▶ Task prompt
Give the number of lines in the records below that include the word "blurred", and add nothing to it.

BEGIN Material provided

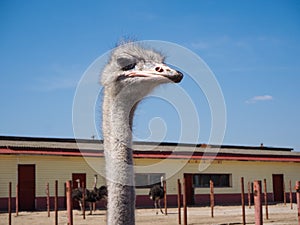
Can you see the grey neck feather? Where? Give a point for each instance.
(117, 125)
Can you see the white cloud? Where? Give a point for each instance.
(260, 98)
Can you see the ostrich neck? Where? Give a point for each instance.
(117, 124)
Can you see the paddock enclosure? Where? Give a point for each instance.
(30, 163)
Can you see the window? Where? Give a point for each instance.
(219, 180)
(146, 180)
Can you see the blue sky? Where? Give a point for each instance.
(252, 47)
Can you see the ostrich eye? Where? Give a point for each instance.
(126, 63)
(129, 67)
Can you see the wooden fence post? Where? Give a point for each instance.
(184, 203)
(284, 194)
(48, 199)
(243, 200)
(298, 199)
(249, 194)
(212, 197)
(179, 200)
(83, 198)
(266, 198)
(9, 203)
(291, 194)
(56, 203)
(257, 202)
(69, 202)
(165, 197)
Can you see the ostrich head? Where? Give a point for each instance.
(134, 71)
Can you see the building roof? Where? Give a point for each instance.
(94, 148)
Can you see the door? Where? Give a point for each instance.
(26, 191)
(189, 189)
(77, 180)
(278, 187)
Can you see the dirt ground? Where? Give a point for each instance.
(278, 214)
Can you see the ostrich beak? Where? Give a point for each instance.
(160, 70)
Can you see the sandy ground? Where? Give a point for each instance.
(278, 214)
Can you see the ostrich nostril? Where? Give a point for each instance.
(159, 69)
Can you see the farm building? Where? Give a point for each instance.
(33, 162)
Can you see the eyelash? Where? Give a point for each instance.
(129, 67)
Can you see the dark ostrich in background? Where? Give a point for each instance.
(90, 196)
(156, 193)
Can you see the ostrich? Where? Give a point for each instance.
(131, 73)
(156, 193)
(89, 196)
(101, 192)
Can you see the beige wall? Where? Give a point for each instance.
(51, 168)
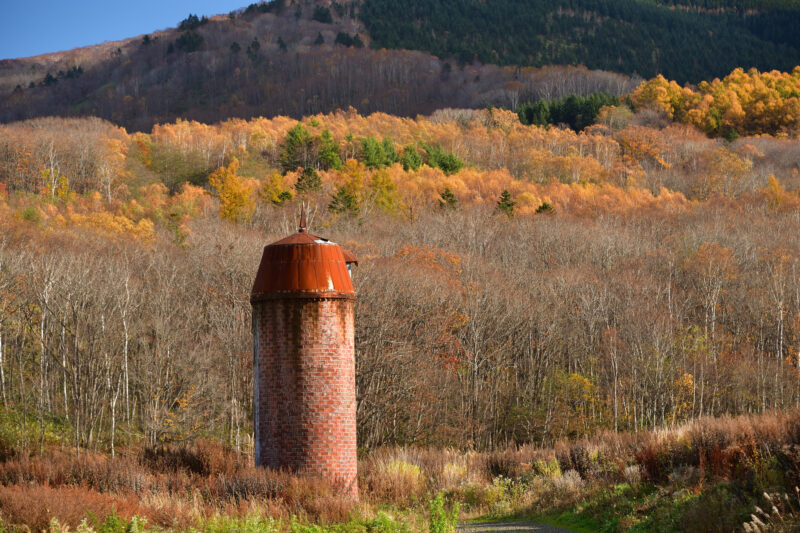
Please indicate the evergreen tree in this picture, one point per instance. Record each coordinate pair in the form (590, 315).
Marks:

END Material provided
BEGIN Material provided

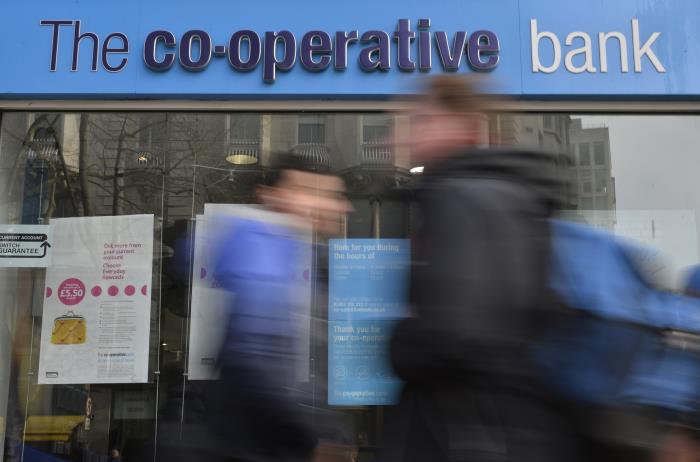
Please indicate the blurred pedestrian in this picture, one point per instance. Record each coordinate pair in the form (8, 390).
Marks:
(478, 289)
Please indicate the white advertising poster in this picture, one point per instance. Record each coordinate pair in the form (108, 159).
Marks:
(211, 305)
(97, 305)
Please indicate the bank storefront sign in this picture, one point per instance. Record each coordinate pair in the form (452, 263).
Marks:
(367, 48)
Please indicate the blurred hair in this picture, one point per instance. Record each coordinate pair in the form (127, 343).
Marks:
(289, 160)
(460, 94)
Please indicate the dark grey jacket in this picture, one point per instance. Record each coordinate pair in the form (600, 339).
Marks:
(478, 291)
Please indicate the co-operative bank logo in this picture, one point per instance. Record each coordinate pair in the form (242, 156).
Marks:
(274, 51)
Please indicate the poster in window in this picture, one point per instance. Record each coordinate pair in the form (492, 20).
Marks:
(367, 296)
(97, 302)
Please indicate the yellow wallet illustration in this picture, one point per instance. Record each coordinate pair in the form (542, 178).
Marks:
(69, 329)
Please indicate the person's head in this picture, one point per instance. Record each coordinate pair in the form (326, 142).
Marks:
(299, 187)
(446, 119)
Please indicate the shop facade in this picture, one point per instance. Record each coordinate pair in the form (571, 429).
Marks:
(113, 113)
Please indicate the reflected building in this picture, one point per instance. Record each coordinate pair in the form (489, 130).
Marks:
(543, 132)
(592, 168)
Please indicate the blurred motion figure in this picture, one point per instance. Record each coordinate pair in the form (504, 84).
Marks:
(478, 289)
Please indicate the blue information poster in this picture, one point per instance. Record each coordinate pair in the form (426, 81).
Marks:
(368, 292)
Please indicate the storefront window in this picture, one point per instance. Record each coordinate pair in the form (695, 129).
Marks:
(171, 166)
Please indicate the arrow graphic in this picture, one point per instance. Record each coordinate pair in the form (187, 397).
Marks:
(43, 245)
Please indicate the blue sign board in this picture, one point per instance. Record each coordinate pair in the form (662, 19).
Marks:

END Material provided

▶ Problem solution
3